Task prompt »
Rewrite the lines from the one that has "Locate the terraced" through the end of the records, changing "drop a marker" to "place a pin" and leaving everything else the same.
/---
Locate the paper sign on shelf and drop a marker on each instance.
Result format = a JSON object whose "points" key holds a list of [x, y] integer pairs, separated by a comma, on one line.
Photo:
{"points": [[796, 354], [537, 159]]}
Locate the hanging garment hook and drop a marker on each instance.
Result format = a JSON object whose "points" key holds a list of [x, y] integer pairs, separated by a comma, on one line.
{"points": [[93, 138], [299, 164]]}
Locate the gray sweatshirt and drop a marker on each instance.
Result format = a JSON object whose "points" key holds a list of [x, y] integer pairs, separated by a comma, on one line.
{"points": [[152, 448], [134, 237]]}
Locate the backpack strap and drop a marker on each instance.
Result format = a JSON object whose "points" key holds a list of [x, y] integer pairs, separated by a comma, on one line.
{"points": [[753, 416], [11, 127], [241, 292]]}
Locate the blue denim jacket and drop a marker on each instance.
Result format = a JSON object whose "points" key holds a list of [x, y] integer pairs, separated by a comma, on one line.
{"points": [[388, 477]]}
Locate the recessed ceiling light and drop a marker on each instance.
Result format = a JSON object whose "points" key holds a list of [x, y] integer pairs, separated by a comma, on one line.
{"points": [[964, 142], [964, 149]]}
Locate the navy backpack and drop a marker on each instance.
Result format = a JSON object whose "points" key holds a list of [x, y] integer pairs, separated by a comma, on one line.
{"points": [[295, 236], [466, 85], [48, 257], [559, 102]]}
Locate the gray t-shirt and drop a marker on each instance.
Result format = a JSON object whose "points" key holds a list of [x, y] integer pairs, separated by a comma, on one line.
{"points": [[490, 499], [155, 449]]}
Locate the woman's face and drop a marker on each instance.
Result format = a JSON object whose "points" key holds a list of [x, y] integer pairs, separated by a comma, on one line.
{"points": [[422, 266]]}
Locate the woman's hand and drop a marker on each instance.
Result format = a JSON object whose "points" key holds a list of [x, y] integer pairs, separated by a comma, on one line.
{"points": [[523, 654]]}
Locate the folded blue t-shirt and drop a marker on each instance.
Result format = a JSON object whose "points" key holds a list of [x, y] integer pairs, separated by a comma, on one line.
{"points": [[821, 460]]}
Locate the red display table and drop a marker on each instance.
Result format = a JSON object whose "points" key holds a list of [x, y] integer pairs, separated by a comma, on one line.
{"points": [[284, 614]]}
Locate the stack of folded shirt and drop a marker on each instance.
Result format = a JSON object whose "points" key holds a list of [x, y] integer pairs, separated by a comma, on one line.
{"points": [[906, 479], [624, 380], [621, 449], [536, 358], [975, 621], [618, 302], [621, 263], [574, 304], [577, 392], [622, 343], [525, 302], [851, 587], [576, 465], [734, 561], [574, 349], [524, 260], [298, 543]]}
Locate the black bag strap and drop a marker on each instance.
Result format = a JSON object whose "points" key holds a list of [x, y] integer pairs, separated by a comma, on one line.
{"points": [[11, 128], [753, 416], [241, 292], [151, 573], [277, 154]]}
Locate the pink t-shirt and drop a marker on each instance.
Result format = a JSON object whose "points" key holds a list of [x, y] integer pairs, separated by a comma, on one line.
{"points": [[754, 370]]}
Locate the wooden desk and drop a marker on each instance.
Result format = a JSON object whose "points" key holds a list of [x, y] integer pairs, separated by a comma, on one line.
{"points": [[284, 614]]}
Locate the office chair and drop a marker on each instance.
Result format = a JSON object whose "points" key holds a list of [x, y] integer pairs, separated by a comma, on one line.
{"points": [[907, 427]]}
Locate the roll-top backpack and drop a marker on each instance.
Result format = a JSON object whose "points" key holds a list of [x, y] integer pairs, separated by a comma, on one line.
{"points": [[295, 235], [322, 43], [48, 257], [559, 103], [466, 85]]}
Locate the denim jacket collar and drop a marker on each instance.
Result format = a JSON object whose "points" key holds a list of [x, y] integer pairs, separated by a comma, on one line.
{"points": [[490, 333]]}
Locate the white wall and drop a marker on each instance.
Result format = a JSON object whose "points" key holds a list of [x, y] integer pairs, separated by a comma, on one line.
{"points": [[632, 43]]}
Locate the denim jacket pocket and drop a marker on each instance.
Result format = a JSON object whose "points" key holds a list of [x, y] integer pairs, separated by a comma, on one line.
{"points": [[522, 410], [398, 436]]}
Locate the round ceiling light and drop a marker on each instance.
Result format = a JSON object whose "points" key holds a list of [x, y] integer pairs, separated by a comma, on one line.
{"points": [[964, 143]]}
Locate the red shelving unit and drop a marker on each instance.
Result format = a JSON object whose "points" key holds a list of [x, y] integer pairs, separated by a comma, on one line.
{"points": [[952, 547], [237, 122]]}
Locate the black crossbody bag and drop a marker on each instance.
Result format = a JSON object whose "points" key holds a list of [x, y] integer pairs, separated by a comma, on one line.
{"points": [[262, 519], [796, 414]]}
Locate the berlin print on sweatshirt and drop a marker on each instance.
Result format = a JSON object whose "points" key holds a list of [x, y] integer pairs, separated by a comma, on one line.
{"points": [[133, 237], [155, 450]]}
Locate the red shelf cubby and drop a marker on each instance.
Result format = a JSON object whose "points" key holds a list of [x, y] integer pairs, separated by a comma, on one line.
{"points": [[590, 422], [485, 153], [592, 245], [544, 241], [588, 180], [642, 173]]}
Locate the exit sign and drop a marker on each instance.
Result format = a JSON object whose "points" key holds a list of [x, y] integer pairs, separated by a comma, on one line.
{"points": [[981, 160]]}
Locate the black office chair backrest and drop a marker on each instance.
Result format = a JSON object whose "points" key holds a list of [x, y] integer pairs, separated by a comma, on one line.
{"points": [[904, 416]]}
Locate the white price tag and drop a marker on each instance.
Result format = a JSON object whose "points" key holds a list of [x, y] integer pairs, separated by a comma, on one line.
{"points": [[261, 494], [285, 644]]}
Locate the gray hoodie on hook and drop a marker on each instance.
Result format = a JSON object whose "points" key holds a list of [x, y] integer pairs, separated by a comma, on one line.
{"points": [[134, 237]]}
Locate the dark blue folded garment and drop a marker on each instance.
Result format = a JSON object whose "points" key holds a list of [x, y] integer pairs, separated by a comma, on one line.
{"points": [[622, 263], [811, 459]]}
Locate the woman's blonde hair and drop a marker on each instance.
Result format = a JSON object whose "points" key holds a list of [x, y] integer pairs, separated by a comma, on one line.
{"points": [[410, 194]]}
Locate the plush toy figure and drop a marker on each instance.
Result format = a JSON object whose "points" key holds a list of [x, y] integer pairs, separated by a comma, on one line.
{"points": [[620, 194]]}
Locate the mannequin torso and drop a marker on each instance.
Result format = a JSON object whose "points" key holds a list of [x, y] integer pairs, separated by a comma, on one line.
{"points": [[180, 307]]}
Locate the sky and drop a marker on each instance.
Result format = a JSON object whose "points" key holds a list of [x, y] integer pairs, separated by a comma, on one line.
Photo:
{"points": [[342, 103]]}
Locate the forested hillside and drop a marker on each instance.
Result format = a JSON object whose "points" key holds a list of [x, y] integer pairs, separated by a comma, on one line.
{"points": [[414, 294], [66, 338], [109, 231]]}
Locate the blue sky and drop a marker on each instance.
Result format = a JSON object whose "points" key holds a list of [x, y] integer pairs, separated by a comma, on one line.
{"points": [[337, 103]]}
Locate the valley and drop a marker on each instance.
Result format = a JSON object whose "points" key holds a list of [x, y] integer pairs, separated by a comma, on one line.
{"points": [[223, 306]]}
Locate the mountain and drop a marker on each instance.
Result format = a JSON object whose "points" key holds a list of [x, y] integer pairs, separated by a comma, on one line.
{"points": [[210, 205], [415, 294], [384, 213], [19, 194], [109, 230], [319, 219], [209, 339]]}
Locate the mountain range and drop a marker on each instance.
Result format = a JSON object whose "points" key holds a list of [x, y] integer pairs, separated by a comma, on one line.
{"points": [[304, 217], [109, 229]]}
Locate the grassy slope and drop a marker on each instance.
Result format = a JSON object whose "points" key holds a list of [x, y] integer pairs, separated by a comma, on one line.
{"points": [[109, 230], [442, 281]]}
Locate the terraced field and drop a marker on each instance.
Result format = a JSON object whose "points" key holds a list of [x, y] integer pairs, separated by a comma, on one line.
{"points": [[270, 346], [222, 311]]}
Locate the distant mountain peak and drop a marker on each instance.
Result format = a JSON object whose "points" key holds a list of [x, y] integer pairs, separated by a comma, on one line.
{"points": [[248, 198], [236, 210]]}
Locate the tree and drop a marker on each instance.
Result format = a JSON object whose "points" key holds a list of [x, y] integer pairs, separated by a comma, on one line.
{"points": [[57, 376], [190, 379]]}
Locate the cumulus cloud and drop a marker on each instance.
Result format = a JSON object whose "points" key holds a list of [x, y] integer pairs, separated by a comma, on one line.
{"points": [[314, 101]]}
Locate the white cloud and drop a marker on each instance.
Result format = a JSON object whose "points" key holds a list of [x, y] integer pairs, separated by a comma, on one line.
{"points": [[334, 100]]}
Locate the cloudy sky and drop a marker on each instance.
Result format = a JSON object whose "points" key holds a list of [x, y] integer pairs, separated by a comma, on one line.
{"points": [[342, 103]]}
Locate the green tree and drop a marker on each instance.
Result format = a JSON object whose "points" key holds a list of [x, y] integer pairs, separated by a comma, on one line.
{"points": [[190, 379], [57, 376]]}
\---
Worked solution »
Locate the terraced field and place a pin on each instance.
Result format = a JSON object whose "points" key holds a list of [x, y] integer pairs, separated by a comma, on one line.
{"points": [[270, 346], [222, 311]]}
Locate the distant mountain peak and place a pin on each instance.
Result format = a JSON object whose "points" key holds a list of [x, y] integer pairs, separated by a comma, on one line.
{"points": [[248, 198], [236, 210]]}
Locate the tree and place a pin on each instance.
Result format = a JSON object whose "points" key holds a list of [x, y] integer pairs, separated by a comma, on one line.
{"points": [[57, 376], [190, 379]]}
Locate the cumulus cloud and place a pin on each instance.
Result format = a JSON object whose "points" key holds a list of [x, y] integer pairs, separated by a comma, on one line.
{"points": [[314, 101]]}
Locate the white cloud and place a pin on each instance.
Result format = a JSON object whose "points" key holds a list of [x, y] integer pairs, separated by a comma, on one line.
{"points": [[334, 100]]}
Locate the cloudy sky and place a pin on each instance.
Result format = a JSON object whose "points" key holds a list of [x, y] integer pairs, separated by a comma, on one line.
{"points": [[342, 103]]}
Locate the green tree and place a pin on each instance.
Result format = a JSON object whose "points" key holds a list of [x, y] integer pairs, separated by a comma, on one line.
{"points": [[190, 379], [57, 376]]}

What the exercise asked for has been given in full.